### EXERCISE DETAILS
How many lines in the rows below contain the string "bronze"? Letter case counts. Reply with the number alone.

################

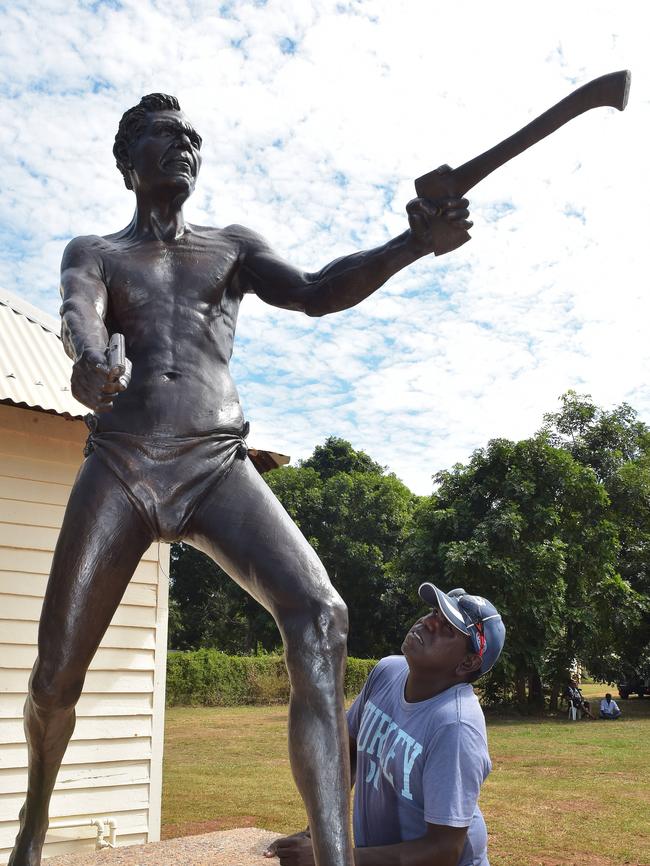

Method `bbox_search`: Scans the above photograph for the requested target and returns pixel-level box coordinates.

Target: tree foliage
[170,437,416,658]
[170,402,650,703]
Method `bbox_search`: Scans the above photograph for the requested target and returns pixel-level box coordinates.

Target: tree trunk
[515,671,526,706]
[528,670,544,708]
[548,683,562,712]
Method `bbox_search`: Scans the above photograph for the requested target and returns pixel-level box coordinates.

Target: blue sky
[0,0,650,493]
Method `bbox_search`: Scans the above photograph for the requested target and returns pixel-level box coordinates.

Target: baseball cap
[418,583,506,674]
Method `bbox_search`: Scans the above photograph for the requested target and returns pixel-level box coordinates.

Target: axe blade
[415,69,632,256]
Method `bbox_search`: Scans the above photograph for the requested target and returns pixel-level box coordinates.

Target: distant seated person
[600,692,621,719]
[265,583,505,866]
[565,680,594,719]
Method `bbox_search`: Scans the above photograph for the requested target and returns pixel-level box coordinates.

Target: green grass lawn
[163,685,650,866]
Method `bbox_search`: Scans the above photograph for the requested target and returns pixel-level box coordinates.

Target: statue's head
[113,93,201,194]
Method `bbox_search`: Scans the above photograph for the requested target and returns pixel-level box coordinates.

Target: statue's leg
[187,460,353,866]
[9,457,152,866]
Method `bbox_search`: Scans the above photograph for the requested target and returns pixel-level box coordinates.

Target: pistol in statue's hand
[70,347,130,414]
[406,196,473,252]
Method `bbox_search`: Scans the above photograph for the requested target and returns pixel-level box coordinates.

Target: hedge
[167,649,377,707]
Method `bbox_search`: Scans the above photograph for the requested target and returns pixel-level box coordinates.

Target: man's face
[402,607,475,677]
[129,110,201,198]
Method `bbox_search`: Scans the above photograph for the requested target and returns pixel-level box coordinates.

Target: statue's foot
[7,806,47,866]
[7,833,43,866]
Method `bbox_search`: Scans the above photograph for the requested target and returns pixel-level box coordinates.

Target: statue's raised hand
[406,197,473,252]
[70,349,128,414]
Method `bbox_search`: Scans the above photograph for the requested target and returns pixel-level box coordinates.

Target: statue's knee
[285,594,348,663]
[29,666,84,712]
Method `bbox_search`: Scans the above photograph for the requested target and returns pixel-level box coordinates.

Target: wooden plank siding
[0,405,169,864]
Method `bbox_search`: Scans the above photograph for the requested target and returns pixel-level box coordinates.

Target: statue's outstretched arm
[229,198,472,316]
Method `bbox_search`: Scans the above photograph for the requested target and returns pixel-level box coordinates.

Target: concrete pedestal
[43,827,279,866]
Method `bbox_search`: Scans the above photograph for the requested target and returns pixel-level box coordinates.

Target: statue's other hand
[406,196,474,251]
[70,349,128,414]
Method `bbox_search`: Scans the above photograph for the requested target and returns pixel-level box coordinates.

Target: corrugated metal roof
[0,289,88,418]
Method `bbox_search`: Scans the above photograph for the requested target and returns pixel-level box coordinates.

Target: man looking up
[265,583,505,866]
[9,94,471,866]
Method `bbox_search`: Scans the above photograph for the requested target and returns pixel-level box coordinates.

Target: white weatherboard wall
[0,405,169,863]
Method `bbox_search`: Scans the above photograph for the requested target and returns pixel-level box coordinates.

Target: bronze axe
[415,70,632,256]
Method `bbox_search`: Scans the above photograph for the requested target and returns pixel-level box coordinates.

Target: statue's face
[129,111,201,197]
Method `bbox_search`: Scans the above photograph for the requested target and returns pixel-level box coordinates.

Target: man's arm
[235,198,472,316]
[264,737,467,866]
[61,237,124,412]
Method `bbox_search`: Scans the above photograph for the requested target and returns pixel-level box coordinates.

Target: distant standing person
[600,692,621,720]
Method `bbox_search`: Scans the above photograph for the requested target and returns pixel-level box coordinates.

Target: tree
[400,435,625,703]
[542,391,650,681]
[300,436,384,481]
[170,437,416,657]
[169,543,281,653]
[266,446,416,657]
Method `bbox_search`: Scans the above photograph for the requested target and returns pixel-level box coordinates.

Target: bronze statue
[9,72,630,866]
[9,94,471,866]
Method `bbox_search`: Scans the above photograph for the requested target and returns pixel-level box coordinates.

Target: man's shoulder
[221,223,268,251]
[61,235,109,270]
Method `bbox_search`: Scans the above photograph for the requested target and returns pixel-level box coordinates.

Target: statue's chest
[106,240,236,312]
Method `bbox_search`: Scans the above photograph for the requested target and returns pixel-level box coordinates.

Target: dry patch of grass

################

### TASK RESULT
2